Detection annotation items
■ ■ ■ ■ ■

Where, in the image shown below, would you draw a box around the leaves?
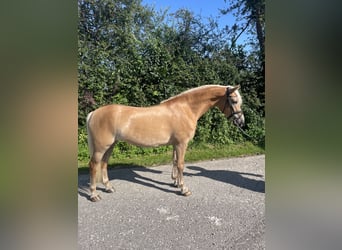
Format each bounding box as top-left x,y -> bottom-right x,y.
78,0 -> 265,160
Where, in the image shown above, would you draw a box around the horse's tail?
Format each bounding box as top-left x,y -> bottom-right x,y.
87,112 -> 94,158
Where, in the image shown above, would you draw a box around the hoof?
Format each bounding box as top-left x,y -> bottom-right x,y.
182,191 -> 192,196
181,187 -> 191,196
89,194 -> 102,202
105,187 -> 115,193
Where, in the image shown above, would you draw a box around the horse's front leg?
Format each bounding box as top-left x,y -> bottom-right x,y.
176,144 -> 191,196
101,143 -> 115,193
171,147 -> 178,187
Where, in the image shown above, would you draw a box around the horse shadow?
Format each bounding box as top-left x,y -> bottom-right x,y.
184,166 -> 265,193
78,164 -> 181,200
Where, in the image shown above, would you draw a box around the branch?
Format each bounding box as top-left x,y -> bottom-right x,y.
232,19 -> 252,44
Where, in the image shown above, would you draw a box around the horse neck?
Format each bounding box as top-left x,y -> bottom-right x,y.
182,86 -> 226,120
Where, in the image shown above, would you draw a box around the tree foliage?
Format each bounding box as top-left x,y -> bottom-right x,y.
78,0 -> 265,160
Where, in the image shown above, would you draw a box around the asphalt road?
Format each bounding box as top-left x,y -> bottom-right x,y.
78,155 -> 265,249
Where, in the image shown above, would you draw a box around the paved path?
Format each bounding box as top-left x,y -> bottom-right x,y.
78,155 -> 265,250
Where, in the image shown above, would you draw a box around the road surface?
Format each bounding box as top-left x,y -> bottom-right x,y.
78,155 -> 265,249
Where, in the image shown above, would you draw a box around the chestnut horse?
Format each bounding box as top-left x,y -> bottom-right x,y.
87,85 -> 244,201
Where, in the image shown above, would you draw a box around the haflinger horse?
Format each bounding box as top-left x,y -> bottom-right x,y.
87,85 -> 245,201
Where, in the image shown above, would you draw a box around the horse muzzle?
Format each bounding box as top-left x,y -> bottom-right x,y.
228,111 -> 245,128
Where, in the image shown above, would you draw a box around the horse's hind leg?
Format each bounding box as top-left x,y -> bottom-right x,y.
176,144 -> 191,196
101,143 -> 115,193
171,147 -> 178,187
89,152 -> 102,201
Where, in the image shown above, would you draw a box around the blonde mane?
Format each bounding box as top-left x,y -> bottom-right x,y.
160,85 -> 231,103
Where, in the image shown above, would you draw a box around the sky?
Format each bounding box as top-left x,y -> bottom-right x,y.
142,0 -> 246,43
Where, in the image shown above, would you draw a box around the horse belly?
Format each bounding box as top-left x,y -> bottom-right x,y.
118,119 -> 172,147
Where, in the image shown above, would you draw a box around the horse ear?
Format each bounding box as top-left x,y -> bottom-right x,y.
228,85 -> 240,93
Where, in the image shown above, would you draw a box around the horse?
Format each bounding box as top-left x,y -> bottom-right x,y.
86,85 -> 245,201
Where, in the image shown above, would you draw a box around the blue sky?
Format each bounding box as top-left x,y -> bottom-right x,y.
142,0 -> 246,43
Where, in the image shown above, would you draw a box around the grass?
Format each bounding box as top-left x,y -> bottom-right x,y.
78,142 -> 265,172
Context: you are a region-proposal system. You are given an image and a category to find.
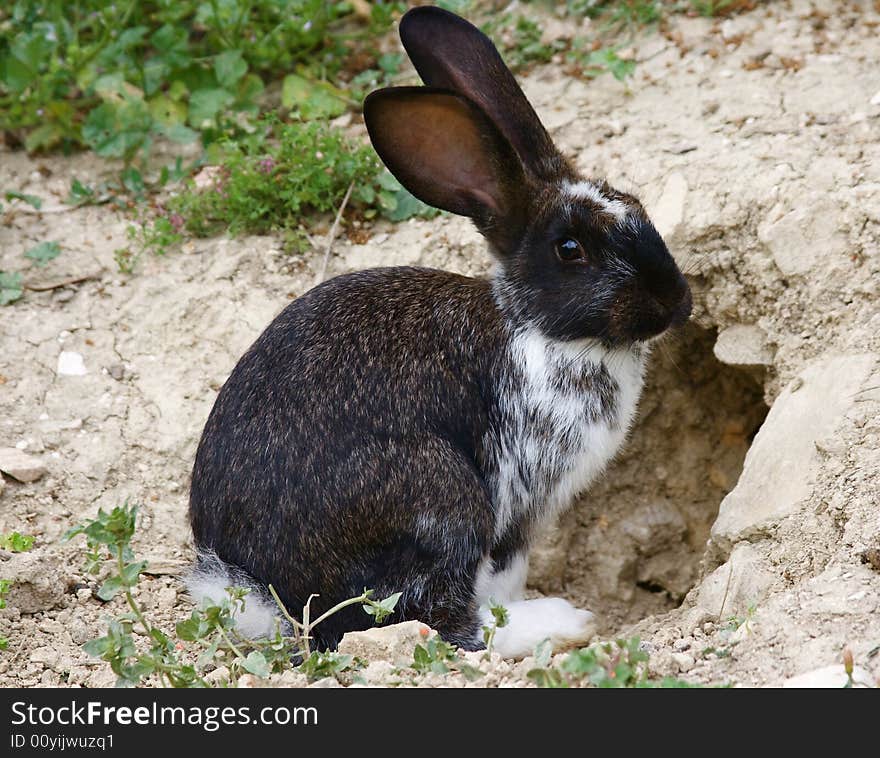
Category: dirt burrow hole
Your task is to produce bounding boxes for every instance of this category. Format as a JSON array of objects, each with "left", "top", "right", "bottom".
[{"left": 529, "top": 324, "right": 768, "bottom": 634}]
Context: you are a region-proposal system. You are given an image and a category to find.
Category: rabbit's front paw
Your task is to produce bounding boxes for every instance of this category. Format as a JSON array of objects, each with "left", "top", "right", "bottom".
[{"left": 483, "top": 597, "right": 596, "bottom": 658}]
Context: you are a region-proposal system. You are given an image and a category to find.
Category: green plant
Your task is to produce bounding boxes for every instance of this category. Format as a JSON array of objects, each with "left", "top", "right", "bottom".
[
  {"left": 0, "top": 532, "right": 35, "bottom": 553},
  {"left": 64, "top": 503, "right": 400, "bottom": 687},
  {"left": 0, "top": 271, "right": 24, "bottom": 305},
  {"left": 168, "top": 118, "right": 436, "bottom": 236},
  {"left": 527, "top": 637, "right": 698, "bottom": 689},
  {"left": 410, "top": 634, "right": 458, "bottom": 674},
  {"left": 689, "top": 0, "right": 750, "bottom": 16},
  {"left": 0, "top": 0, "right": 397, "bottom": 165},
  {"left": 24, "top": 242, "right": 61, "bottom": 266},
  {"left": 483, "top": 598, "right": 510, "bottom": 658},
  {"left": 0, "top": 579, "right": 12, "bottom": 650},
  {"left": 0, "top": 532, "right": 34, "bottom": 650},
  {"left": 299, "top": 650, "right": 363, "bottom": 682},
  {"left": 113, "top": 212, "right": 183, "bottom": 274}
]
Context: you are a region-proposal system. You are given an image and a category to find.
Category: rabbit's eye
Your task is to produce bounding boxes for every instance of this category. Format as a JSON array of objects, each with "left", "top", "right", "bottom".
[{"left": 556, "top": 237, "right": 587, "bottom": 261}]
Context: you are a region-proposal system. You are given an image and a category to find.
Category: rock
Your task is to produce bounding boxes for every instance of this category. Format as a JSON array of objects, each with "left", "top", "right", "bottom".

■ ■ ■ ■ ■

[Aim] Reproduce the stretch from the line containing "the chestnut horse?" through the line containing "228,111 -> 245,128", requests included, and raise every bounding-box coordinate in the answers by 42. Return only those lines.

[Solved problem]
Where, in the image shown above, would you draw a box around the chestnut horse?
Format each bounding box as top-left x,y -> bottom-right x,y.
129,127 -> 286,243
Where, in the image shown above, would you draw a box around the haflinger horse?
Format each bounding box as top-left x,y -> bottom-right x,y.
129,127 -> 287,243
Where, in the image shown above, would you draw a box around the horse muzzle?
Format each bounding box as top-left x,y -> bottom-right x,y.
270,153 -> 287,170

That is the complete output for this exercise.